THE PROBLEM =>
For the records below, print the lines from the line with "point | a marker on each instance of the orange" through the line with "target | blue and red plaid shirt" exactly as written; include both end lines and exclude the rest.

————

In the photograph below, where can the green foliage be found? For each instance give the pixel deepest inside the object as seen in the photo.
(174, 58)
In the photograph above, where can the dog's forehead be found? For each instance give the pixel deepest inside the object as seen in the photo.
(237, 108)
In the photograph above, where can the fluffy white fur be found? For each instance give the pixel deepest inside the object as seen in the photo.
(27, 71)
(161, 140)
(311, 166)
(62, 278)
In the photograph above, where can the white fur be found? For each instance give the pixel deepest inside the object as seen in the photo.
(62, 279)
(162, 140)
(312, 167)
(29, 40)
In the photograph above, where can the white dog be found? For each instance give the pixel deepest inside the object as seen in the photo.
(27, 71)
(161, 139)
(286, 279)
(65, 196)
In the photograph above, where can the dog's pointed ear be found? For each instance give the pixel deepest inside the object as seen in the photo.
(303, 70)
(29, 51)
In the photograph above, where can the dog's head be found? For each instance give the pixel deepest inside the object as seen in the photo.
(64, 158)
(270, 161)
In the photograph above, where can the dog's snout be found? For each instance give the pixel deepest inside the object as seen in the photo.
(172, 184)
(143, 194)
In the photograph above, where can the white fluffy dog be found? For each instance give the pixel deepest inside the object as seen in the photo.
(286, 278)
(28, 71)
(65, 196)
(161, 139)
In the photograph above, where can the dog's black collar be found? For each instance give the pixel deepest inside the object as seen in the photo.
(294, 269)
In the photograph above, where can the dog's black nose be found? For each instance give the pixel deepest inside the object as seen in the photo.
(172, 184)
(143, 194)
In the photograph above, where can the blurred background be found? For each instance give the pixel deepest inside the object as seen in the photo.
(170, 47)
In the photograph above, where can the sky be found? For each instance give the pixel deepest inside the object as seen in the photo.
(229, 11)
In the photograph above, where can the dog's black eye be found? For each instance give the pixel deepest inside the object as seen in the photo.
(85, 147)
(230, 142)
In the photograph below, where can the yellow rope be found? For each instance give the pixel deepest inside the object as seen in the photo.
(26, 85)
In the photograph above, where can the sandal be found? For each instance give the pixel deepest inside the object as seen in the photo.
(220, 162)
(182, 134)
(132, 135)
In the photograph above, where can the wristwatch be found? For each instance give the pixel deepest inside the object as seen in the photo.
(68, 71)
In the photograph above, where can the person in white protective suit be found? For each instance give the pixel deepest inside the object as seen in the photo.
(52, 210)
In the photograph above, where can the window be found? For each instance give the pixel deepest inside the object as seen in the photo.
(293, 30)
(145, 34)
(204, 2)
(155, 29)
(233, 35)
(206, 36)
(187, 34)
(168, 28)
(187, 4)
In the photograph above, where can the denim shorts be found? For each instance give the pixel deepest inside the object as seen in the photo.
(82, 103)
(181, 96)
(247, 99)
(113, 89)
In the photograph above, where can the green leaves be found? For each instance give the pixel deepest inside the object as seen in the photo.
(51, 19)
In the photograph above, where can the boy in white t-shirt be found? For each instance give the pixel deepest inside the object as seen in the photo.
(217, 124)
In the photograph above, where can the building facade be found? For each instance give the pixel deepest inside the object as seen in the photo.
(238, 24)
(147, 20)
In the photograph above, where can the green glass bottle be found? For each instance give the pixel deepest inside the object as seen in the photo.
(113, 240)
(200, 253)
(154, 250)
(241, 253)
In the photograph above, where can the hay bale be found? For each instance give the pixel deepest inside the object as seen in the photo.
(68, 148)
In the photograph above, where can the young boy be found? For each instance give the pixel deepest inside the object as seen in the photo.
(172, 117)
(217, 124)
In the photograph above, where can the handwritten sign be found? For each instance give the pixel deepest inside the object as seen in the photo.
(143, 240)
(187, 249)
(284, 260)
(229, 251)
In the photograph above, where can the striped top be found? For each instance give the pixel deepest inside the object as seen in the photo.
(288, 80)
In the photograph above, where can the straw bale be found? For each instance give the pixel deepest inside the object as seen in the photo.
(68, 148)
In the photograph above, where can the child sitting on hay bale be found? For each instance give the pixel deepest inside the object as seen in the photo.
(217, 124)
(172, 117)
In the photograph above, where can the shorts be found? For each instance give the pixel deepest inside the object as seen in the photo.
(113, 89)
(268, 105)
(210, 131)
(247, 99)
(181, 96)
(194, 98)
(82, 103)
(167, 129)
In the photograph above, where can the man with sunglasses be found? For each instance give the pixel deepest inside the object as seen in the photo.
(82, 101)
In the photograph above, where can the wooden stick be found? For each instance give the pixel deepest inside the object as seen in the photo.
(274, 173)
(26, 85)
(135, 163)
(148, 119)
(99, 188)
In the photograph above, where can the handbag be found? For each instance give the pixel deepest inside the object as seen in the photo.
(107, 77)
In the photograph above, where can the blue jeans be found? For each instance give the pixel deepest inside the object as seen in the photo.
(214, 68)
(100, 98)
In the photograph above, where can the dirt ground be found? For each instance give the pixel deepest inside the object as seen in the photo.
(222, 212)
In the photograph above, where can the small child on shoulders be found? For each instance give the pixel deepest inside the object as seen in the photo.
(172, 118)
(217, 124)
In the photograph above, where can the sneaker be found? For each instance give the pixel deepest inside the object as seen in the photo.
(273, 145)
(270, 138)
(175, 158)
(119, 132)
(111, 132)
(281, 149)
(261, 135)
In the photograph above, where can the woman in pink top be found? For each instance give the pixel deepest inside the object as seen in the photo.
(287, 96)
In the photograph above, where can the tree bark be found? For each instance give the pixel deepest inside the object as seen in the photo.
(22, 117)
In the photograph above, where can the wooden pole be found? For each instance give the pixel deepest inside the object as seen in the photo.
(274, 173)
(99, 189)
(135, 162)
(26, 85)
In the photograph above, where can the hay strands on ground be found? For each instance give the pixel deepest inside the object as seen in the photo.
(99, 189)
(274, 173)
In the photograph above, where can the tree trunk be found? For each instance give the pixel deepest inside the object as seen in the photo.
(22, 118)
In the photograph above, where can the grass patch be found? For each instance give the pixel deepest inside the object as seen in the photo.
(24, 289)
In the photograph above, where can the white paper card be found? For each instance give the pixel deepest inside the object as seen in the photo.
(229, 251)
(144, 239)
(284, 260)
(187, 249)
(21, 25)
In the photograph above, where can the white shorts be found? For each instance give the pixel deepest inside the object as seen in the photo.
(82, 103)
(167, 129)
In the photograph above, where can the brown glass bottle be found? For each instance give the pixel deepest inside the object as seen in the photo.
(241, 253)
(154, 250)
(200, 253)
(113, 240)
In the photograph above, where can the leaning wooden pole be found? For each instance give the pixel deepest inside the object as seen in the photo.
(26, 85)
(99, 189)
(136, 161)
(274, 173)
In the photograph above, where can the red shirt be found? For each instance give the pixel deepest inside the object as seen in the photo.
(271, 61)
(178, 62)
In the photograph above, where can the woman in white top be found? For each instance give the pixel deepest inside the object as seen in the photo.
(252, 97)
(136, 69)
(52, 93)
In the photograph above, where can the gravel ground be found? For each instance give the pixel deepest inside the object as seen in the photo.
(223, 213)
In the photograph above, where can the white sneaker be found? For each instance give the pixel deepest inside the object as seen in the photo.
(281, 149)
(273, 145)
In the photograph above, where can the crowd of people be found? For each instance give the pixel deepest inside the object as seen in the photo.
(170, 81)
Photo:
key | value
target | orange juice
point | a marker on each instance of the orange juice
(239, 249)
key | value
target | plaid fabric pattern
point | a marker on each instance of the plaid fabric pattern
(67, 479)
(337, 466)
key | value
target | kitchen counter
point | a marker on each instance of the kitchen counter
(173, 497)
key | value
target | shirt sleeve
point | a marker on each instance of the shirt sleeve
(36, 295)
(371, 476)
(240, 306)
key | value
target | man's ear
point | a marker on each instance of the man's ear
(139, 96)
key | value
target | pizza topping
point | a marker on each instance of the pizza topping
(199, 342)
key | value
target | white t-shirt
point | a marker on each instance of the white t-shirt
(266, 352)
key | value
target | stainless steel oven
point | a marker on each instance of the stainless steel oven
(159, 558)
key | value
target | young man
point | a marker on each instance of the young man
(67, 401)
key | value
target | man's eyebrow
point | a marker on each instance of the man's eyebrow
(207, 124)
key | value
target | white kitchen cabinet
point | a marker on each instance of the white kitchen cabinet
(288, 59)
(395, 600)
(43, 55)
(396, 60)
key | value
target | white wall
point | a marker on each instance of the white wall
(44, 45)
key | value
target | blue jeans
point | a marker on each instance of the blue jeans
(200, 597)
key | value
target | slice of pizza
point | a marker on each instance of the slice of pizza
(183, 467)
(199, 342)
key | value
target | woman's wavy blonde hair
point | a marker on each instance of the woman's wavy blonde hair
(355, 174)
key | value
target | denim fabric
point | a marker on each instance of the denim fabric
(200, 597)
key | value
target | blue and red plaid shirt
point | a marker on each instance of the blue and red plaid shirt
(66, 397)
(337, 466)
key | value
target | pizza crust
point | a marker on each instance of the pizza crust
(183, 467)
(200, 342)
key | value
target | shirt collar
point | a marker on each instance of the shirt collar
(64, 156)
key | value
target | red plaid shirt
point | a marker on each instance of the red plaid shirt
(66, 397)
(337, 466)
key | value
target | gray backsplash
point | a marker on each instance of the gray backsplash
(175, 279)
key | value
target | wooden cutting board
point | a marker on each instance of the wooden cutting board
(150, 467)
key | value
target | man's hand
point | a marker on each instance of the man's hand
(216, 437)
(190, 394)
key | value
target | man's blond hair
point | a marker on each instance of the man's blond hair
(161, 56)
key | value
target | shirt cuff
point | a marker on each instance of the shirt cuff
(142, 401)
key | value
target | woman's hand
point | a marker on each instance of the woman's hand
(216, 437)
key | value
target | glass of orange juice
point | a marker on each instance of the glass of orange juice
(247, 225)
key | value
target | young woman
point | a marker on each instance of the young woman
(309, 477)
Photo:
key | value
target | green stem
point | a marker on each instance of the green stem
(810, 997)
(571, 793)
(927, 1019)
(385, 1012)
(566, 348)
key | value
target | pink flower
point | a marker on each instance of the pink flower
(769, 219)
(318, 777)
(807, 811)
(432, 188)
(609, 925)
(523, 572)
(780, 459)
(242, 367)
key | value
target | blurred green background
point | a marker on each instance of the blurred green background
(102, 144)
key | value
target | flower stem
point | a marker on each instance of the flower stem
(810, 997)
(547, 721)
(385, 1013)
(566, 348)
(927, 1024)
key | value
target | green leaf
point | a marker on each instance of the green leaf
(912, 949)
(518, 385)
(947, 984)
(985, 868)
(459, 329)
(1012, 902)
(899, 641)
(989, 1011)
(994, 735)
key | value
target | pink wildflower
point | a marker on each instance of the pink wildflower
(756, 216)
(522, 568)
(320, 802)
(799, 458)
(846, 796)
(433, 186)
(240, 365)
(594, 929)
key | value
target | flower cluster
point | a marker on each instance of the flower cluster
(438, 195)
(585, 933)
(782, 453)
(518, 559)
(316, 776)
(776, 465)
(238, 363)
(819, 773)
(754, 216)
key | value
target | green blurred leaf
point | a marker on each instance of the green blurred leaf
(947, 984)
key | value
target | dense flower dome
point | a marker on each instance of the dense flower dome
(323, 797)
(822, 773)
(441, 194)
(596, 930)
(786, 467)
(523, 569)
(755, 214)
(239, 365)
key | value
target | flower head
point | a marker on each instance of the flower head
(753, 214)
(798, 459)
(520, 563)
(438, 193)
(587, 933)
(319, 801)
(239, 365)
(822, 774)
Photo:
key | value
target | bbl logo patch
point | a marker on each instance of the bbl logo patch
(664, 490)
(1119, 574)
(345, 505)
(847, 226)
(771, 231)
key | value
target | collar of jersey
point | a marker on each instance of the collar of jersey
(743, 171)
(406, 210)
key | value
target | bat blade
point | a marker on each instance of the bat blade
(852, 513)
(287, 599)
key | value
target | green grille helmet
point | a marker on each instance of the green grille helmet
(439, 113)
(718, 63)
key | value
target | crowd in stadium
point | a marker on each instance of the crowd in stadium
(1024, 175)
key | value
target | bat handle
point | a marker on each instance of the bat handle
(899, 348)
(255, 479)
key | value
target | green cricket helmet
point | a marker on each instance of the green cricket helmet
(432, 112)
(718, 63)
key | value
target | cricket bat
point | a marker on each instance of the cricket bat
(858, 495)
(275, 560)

————

PROBLEM SOLUTION =>
point | a marker on each instance of the orange juice
(239, 249)
key | value
target | plaid fabric pattern
point | a marker on each instance of the plaid fabric pattern
(67, 479)
(337, 466)
key | value
target | kitchen counter
point | a marker on each instance of the kitchen counter
(173, 497)
key | value
target | shirt sleeve
point | a marker on each instance of the shirt sleeve
(36, 295)
(371, 476)
(240, 306)
key | value
target | man's ear
point | a marker on each instance of the man's ear
(139, 96)
key | value
target | pizza topping
point | a marker on each instance of the pizza topping
(199, 342)
key | value
target | white t-shirt
point | a marker on each instance of the white t-shirt
(266, 352)
key | value
target | stainless steel oven
point | a marker on each instance of the stainless steel oven
(159, 558)
key | value
target | young man
point | a marker on each instance of the young man
(67, 401)
key | value
target | man's eyebrow
point | a marker on each instance of the man's eyebrow
(207, 124)
key | value
target | white kitchen cabinet
point | a marker on each instance of the white kitchen cabinet
(288, 59)
(395, 600)
(43, 55)
(396, 60)
key | value
target | white wall
point | a marker on each instance of the white wall
(44, 45)
key | value
target | blue jeans
point | a marker on each instance of the blue jeans
(200, 597)
key | value
target | slice of pizza
point | a marker on each instance of the slice of pizza
(183, 467)
(199, 342)
key | value
target | woman's wavy blonde hair
point | a marker on each instance of the woman's wavy blonde hair
(355, 174)
key | value
target | denim fabric
point | a marker on each instance of the denim fabric
(200, 597)
key | value
target | blue and red plaid shirt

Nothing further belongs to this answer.